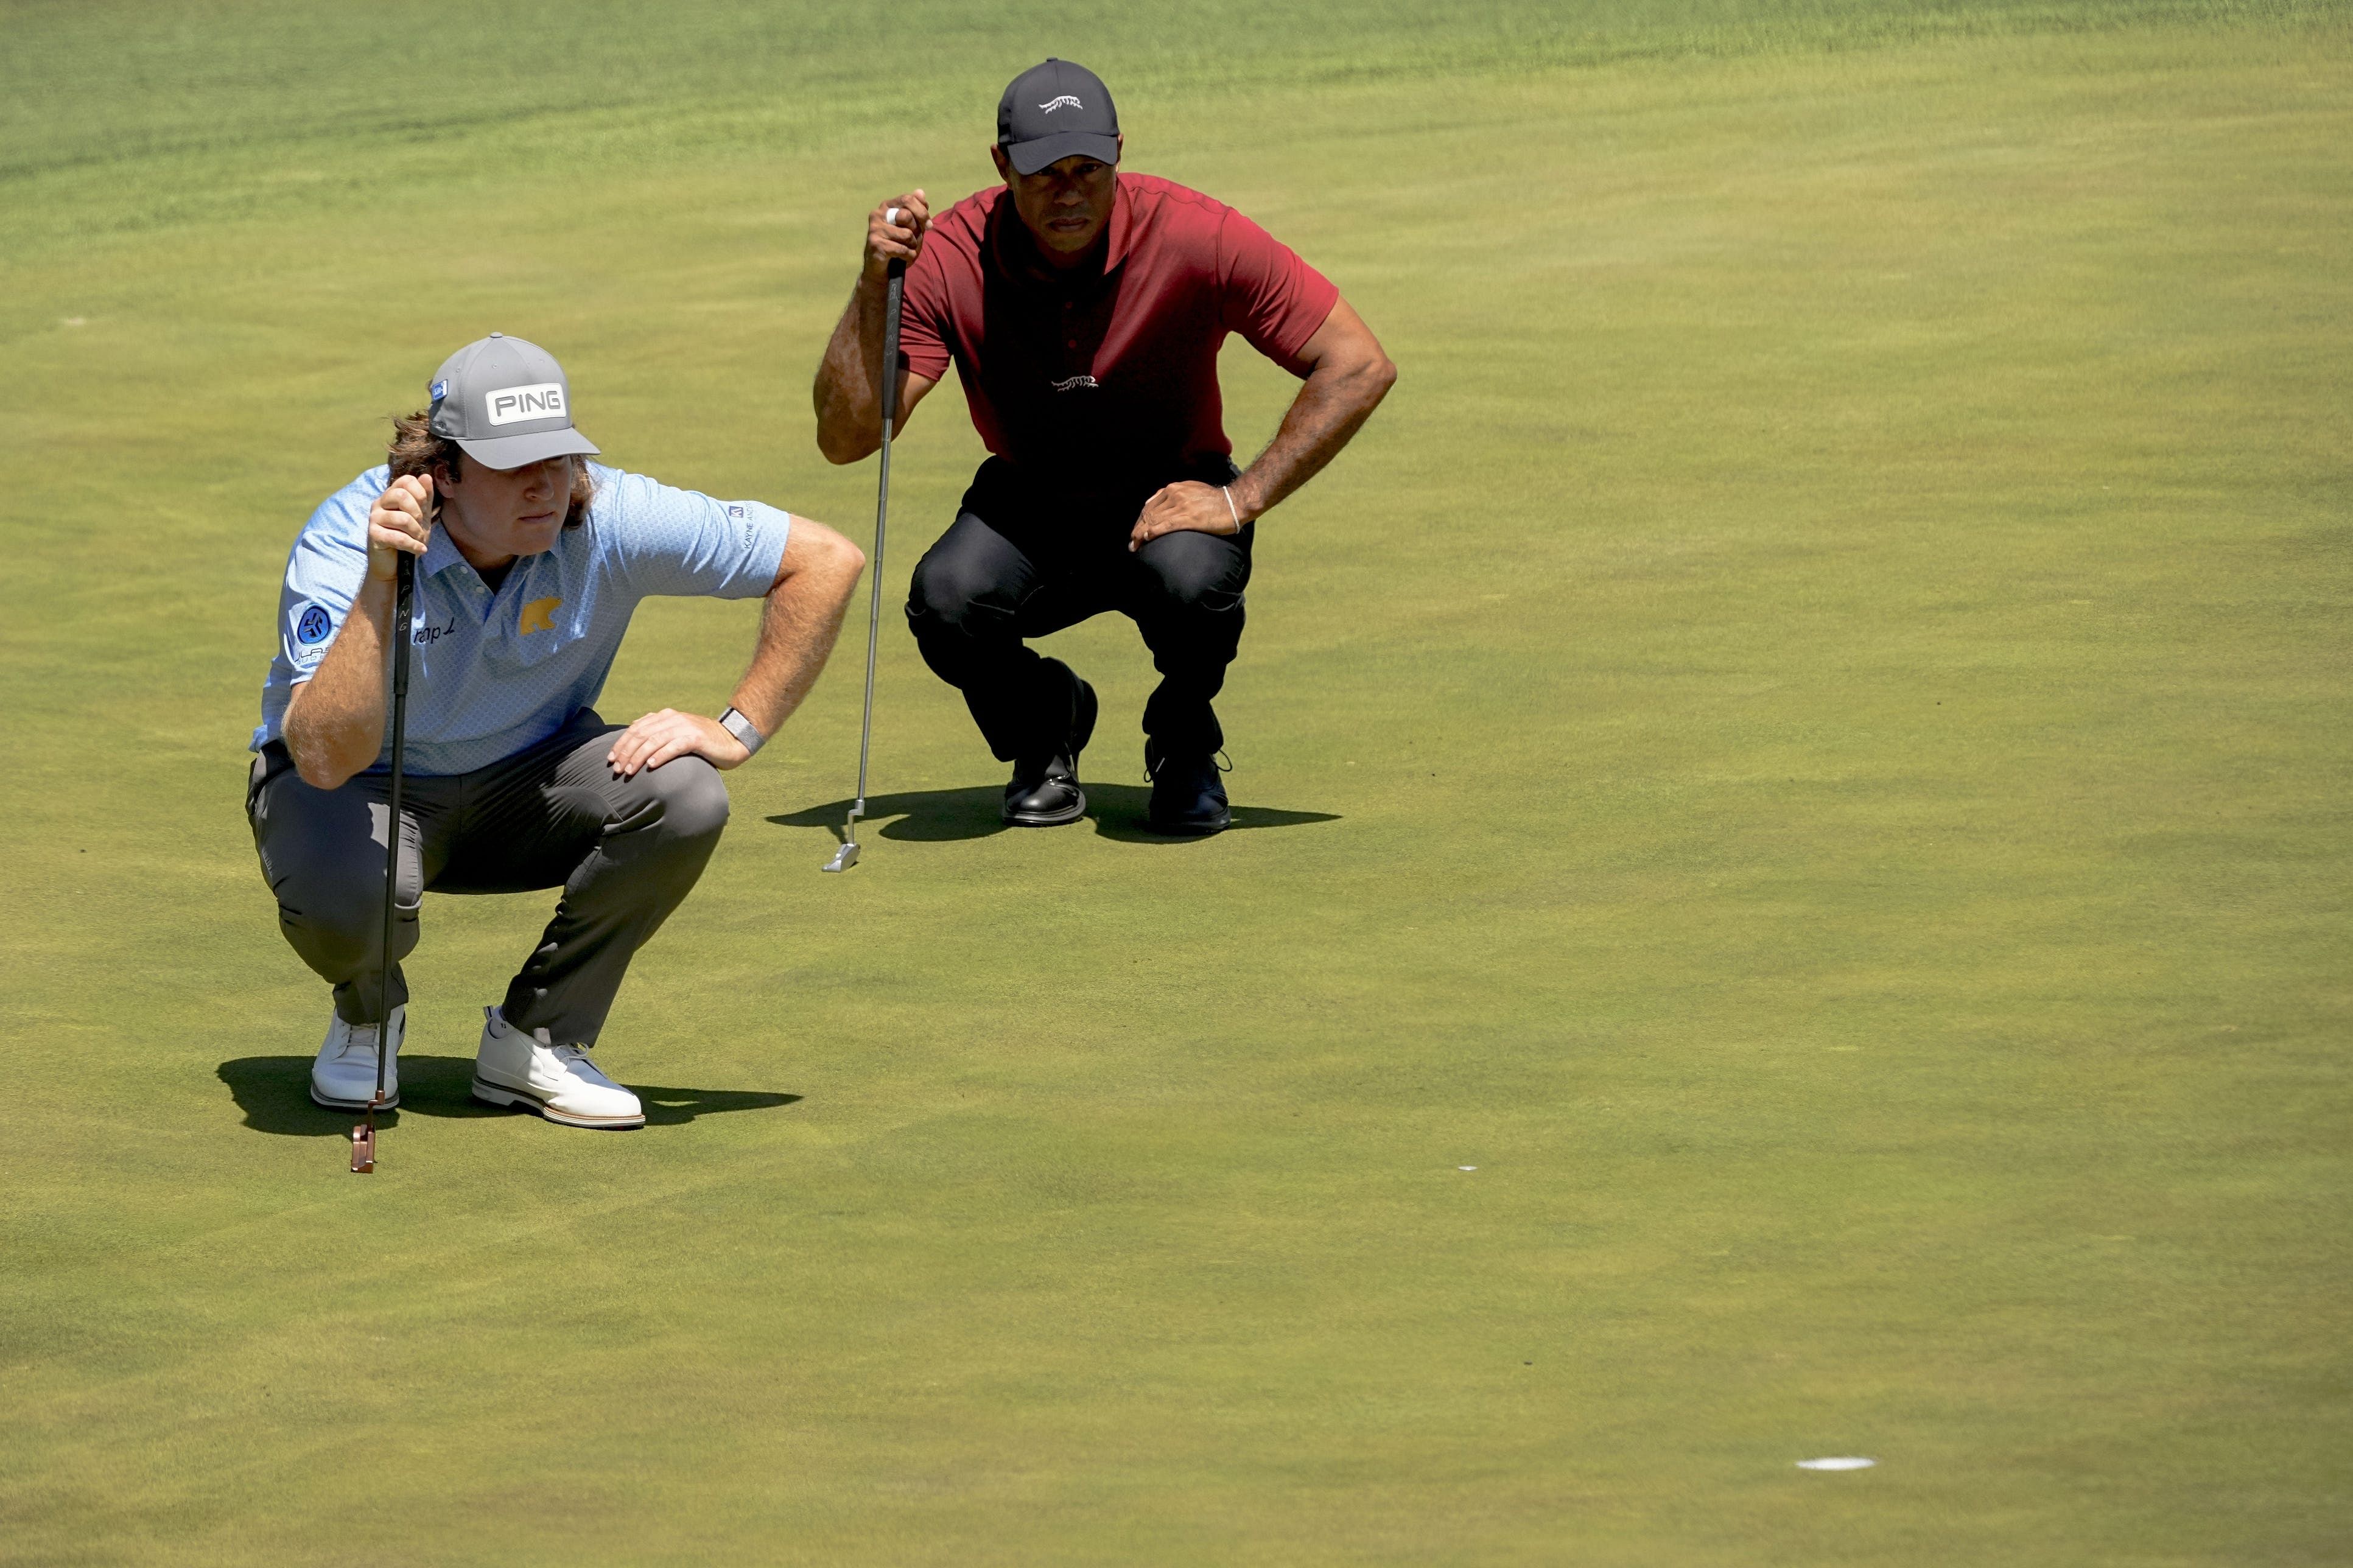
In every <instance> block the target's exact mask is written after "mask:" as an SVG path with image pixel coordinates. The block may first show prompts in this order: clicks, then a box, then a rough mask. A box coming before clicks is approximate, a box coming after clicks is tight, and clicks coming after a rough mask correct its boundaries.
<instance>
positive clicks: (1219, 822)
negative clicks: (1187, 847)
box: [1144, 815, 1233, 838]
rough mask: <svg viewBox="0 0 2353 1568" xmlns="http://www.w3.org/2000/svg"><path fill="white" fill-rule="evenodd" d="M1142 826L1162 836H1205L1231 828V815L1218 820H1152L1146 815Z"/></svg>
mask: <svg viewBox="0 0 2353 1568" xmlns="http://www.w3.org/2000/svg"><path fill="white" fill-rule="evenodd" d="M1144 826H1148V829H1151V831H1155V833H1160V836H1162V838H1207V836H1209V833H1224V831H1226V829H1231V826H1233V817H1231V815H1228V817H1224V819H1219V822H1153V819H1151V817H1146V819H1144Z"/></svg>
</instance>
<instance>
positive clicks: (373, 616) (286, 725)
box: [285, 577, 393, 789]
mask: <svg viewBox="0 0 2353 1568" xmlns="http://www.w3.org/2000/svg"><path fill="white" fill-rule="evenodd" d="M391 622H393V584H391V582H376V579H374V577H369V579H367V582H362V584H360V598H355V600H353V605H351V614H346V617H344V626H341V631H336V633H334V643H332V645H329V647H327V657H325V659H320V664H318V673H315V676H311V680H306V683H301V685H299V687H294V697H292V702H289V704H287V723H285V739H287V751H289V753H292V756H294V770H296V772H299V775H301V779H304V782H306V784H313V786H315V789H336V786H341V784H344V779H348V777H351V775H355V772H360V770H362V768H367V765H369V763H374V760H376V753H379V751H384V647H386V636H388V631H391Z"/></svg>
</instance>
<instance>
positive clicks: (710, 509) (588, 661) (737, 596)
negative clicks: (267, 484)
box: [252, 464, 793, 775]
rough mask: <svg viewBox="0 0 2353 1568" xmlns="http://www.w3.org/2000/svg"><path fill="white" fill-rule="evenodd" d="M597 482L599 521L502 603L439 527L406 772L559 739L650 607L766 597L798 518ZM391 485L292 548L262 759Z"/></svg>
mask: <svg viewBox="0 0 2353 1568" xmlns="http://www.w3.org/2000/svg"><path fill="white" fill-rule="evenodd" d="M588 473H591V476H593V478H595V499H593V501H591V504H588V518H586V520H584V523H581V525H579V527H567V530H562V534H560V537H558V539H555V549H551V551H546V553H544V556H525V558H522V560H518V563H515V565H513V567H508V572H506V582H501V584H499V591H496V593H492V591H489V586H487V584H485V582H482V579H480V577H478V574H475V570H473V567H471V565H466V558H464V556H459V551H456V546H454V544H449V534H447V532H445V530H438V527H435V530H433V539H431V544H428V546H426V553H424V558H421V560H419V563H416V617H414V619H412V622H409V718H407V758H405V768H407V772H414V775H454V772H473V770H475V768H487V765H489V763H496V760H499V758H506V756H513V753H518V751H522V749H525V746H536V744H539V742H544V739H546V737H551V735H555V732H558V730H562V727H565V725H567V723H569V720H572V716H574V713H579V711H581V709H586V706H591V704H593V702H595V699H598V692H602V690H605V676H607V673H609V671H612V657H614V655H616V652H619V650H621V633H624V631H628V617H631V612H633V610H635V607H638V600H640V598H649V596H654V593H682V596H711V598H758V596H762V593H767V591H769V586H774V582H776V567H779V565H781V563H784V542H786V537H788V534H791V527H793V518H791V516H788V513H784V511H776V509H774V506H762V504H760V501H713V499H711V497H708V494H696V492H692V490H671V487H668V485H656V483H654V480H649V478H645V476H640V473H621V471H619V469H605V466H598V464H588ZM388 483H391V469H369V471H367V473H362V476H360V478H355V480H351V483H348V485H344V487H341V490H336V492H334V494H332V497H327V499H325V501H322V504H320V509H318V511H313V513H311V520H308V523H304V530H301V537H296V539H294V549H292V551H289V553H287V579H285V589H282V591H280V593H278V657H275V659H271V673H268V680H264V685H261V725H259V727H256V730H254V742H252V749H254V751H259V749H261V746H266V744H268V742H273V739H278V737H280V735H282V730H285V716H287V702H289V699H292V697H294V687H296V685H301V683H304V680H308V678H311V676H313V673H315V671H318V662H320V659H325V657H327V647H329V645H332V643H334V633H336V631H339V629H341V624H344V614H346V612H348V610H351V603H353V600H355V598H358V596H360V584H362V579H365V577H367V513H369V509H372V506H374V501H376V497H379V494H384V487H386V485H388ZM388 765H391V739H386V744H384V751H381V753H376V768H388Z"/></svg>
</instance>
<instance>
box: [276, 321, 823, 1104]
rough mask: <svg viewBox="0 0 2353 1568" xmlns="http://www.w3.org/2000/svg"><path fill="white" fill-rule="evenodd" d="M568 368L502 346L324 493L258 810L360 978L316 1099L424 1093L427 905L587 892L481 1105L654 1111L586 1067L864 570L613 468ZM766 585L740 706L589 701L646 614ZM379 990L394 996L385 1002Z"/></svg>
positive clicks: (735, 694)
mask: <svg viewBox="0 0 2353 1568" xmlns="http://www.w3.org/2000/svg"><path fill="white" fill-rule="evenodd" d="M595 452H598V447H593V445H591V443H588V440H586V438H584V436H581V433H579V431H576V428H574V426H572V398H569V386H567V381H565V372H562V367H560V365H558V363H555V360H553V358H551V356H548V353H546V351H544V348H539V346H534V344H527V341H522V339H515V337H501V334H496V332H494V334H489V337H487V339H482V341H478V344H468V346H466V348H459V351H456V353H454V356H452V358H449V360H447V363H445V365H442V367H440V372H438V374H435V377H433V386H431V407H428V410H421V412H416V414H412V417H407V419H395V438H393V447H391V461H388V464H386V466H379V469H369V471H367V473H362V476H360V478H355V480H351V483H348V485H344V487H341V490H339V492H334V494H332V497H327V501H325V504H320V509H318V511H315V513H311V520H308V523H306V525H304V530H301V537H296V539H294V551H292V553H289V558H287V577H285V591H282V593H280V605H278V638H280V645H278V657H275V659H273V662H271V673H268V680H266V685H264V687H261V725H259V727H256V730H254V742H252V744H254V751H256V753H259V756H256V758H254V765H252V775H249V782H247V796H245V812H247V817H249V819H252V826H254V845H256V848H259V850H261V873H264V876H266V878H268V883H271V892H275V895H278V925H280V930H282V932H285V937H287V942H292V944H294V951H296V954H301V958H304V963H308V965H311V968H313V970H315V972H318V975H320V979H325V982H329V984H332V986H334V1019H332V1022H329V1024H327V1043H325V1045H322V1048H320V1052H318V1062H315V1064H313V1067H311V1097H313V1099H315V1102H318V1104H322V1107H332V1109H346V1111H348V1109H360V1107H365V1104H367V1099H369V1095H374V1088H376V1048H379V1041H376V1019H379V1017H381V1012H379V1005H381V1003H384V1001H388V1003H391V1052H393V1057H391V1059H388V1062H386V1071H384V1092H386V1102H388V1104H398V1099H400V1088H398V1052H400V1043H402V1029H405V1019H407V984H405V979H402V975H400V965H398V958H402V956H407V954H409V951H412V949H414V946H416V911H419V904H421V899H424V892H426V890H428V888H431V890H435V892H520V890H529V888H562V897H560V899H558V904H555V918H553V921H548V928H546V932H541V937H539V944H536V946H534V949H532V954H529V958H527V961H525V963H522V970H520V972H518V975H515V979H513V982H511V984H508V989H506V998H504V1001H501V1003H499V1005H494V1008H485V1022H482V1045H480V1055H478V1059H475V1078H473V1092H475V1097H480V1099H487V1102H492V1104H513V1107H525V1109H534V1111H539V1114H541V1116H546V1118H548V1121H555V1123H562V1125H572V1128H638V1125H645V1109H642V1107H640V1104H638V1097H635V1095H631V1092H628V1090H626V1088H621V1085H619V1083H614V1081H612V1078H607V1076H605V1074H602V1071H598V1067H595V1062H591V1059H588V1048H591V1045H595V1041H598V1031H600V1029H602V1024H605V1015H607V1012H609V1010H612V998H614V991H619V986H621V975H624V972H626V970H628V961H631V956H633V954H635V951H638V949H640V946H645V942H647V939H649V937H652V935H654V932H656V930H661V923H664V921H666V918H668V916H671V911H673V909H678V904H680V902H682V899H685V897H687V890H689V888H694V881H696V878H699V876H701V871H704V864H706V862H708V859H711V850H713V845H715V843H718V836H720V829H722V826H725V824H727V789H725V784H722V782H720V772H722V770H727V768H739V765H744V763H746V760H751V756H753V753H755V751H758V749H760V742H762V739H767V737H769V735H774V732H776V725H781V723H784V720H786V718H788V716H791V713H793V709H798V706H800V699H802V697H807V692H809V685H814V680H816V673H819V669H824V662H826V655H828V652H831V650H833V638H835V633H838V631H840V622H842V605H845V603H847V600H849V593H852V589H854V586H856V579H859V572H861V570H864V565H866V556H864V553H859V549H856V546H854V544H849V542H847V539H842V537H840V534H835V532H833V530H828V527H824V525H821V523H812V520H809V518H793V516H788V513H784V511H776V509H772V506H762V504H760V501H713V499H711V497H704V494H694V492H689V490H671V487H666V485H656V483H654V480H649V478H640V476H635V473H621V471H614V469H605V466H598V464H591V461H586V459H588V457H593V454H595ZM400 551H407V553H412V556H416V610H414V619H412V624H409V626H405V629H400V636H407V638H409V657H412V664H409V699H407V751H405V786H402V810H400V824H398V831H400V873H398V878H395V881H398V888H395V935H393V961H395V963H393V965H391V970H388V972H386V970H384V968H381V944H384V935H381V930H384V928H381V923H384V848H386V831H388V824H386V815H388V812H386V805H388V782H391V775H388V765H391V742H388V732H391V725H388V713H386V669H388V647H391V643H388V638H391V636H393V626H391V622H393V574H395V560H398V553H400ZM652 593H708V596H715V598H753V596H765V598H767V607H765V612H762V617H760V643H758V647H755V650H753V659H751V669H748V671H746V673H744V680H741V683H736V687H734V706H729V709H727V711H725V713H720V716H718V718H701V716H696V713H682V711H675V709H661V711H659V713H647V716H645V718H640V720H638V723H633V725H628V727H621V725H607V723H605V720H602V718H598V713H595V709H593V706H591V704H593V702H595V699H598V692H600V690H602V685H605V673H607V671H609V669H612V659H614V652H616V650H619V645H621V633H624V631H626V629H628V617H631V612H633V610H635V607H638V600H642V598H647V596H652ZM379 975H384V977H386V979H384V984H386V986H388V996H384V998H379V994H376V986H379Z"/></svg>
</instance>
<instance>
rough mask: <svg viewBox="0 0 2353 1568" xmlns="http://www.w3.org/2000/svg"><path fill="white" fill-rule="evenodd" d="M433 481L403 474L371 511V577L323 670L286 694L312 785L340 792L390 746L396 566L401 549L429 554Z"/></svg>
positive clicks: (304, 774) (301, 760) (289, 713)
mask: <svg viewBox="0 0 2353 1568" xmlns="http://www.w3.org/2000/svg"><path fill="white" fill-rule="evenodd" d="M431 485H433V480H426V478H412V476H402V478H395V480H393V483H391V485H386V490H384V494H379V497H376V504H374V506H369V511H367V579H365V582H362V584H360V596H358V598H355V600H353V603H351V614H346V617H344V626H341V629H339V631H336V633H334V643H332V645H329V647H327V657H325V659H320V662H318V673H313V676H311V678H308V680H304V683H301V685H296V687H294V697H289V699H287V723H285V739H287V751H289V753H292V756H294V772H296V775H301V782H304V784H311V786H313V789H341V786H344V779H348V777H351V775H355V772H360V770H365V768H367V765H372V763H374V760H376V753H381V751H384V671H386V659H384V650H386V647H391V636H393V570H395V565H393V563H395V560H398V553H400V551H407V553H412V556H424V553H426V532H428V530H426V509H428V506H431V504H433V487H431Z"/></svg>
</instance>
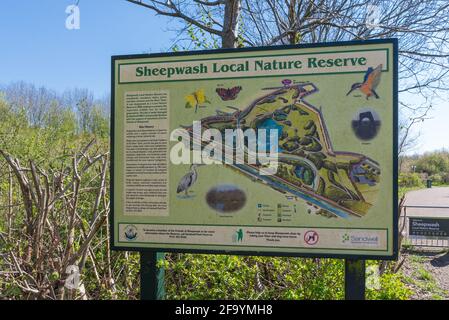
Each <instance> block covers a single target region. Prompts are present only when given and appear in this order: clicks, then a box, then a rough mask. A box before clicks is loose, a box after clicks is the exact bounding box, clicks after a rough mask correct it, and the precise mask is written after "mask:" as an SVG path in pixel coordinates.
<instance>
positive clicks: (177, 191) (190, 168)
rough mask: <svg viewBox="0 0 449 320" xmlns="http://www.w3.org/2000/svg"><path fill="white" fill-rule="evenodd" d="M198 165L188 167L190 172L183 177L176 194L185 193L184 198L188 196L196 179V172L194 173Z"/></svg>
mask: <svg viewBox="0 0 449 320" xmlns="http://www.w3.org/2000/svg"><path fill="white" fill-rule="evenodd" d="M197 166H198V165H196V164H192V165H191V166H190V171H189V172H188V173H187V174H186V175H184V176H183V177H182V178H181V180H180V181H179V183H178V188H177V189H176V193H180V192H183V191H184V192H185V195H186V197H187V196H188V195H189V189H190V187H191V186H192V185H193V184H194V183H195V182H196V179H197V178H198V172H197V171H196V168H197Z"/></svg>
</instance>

### WHAT YOU SHOULD DO
Copy out the entries exactly, starting from the very beginning and stopping after the line that contains "box: [252, 464, 793, 775]". Leave the pictures out of your copy.

### TASK OUTPUT
In every <instance> block the target's exact mask is written after "mask:" as an SVG path with image pixel coordinates. The block may first show prompts in this order: clicks, then a box, then a rough mask. A box coming before clicks is approximate, a box coming after clicks is tight, and clicks coming after a rough mask correct its boundaries.
<instance>
positive clicks: (1219, 822)
negative clicks: (1187, 847)
box: [1144, 815, 1233, 838]
rough mask: <svg viewBox="0 0 2353 1568" xmlns="http://www.w3.org/2000/svg"><path fill="white" fill-rule="evenodd" d="M1142 826L1162 836H1205L1231 828V815L1218 820H1152L1146 815Z"/></svg>
mask: <svg viewBox="0 0 2353 1568" xmlns="http://www.w3.org/2000/svg"><path fill="white" fill-rule="evenodd" d="M1144 826H1148V829H1151V831H1155V833H1160V836H1162V838H1207V836H1209V833H1224V831H1226V829H1231V826H1233V817H1231V815H1228V817H1224V819H1219V822H1153V819H1151V817H1146V819H1144Z"/></svg>
</instance>
<instance>
positive clicks: (373, 616) (286, 725)
box: [285, 577, 393, 789]
mask: <svg viewBox="0 0 2353 1568" xmlns="http://www.w3.org/2000/svg"><path fill="white" fill-rule="evenodd" d="M391 622H393V584H391V582H376V579H374V577H369V579H367V582H362V584H360V598H355V600H353V605H351V614H346V617H344V626H341V631H336V633H334V643H332V645H329V647H327V657H325V659H320V664H318V673H315V676H311V680H306V683H301V685H299V687H294V697H292V702H289V704H287V723H285V739H287V751H289V753H292V756H294V770H296V772H299V775H301V779H304V782H306V784H313V786H315V789H336V786H341V784H344V779H348V777H351V775H355V772H360V770H362V768H367V765H369V763H374V760H376V753H379V751H384V647H386V636H388V631H391Z"/></svg>
</instance>
<instance>
positive clicks: (710, 509) (588, 661) (737, 596)
negative clicks: (267, 484)
box: [252, 464, 793, 775]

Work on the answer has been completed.